**DO THIS**
Rewrite every line of the records below as a numbered list, dropping any blank lines.

Labeled-object pointing entries:
──────────────────────────────

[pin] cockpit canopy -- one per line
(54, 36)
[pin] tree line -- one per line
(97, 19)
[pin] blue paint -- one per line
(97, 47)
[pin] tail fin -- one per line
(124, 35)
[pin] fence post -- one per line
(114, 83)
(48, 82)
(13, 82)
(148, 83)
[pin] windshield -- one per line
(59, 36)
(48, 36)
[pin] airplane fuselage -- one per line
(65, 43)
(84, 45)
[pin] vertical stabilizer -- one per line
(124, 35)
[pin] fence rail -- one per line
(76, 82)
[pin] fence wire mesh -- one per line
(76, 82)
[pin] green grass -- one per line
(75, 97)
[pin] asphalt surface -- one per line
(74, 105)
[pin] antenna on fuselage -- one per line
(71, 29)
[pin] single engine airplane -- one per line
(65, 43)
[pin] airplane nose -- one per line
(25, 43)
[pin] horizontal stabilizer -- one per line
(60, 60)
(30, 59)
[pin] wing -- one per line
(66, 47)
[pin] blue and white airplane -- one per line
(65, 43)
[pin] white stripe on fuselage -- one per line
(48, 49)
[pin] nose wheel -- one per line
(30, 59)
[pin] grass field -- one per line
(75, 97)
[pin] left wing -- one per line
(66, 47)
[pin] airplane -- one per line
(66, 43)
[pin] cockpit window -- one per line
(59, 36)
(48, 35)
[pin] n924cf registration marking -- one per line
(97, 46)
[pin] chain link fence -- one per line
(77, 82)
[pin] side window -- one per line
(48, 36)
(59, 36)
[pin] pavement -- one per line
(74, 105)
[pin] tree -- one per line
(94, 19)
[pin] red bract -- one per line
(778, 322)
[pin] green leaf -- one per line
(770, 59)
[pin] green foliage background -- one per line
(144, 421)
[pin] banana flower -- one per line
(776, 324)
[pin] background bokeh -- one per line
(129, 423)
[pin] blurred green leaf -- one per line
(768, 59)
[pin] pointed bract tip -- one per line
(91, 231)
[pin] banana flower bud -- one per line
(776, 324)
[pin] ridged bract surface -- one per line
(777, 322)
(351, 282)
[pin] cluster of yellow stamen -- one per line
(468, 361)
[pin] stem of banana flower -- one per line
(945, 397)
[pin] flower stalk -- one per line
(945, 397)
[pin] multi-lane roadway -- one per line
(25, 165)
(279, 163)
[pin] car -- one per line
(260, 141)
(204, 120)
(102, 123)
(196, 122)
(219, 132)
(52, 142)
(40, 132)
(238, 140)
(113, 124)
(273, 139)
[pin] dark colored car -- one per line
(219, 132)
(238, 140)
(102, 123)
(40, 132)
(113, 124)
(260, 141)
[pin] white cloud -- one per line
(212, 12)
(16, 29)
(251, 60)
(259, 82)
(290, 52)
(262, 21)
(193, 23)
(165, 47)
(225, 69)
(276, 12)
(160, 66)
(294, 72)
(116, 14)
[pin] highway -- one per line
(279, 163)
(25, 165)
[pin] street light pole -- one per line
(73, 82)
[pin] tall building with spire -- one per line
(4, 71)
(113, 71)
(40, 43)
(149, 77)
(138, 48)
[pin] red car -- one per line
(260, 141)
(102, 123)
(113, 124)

──────────────────────────────

**COMPLETE ANSWER**
1. [pin] cockpit canopy -- one per line
2. (54, 36)
3. [pin] tree line -- one per line
4. (97, 19)
5. [pin] blue paint -- one per line
6. (97, 47)
7. [pin] tail fin -- one per line
8. (124, 35)
9. [pin] fence post -- one per line
10. (114, 83)
11. (48, 82)
12. (13, 82)
13. (148, 83)
14. [pin] windshield -- one per line
15. (59, 36)
16. (48, 36)
17. [pin] airplane fuselage -- one per line
18. (65, 43)
19. (84, 45)
20. [pin] vertical stabilizer -- one per line
21. (124, 35)
22. [pin] fence rail -- one per line
23. (76, 82)
24. [pin] fence wire mesh -- one per line
25. (76, 82)
26. [pin] green grass -- one per line
27. (75, 97)
28. [pin] asphalt surface -- one per line
29. (74, 105)
30. [pin] antenna on fuselage -- one per line
31. (71, 29)
32. [pin] single engine airplane -- one per line
33. (65, 43)
34. [pin] airplane nose -- one per line
35. (25, 43)
36. [pin] horizontal stabilizer -- one per line
37. (60, 60)
38. (30, 59)
39. [pin] wing -- one per line
40. (66, 47)
41. [pin] blue and white airplane -- one per line
42. (65, 43)
43. [pin] white stripe on fuselage -- one per line
44. (48, 49)
45. [pin] nose wheel -- one per line
46. (30, 59)
47. [pin] grass field -- one per line
48. (75, 97)
49. [pin] left wing -- one per line
50. (66, 47)
51. [pin] airplane -- one per line
52. (66, 43)
53. [pin] cockpit window -- one per line
54. (59, 36)
55. (48, 35)
56. [pin] n924cf registration marking -- one per line
57. (97, 46)
58. [pin] chain link fence -- one per line
59. (77, 82)
60. [pin] side window -- one per line
61. (48, 36)
62. (59, 36)
63. [pin] pavement -- one per line
64. (74, 105)
65. [pin] tree -- one per line
66. (94, 19)
67. [pin] red bract -- one per line
68. (778, 322)
69. [pin] green leaf -- one per line
70. (770, 59)
71. [pin] green foliage background -- one per line
72. (144, 421)
73. [pin] banana flower -- one per line
74. (776, 324)
75. [pin] background bokeh -- one per line
76. (129, 423)
77. [pin] blurred green leaf -- one per line
78. (768, 59)
79. [pin] pointed bract tip -- one per line
80. (91, 231)
81. [pin] banana flower bud -- one per line
82. (776, 324)
83. [pin] ridged bract surface -- one per line
84. (777, 322)
85. (351, 282)
86. [pin] cluster of yellow stamen -- one per line
87. (468, 361)
88. [pin] stem of banana flower -- one per line
89. (945, 397)
90. [pin] flower stalk -- one per line
91. (945, 397)
92. [pin] multi-lane roadway -- one per line
93. (25, 165)
94. (279, 163)
95. [pin] car -- one per line
96. (260, 141)
97. (204, 120)
98. (102, 123)
99. (196, 122)
100. (219, 132)
101. (52, 142)
102. (40, 132)
103. (238, 140)
104. (113, 124)
105. (273, 139)
106. [pin] dark colored car -- one per line
107. (219, 132)
108. (238, 140)
109. (102, 123)
110. (40, 132)
111. (113, 124)
112. (260, 141)
113. [pin] white cloud -- one per line
114. (212, 12)
115. (16, 29)
116. (251, 60)
117. (259, 82)
118. (290, 52)
119. (262, 21)
120. (193, 23)
121. (165, 47)
122. (225, 69)
123. (276, 12)
124. (160, 66)
125. (294, 72)
126. (116, 14)
127. [pin] highway -- one per line
128. (279, 163)
129. (25, 165)
130. [pin] street light pole -- one per line
131. (73, 82)
132. [pin] tall building with spire -- one per line
133. (4, 71)
134. (113, 71)
135. (40, 43)
136. (149, 77)
137. (138, 48)
138. [pin] red car -- one per line
139. (260, 141)
140. (102, 123)
141. (113, 124)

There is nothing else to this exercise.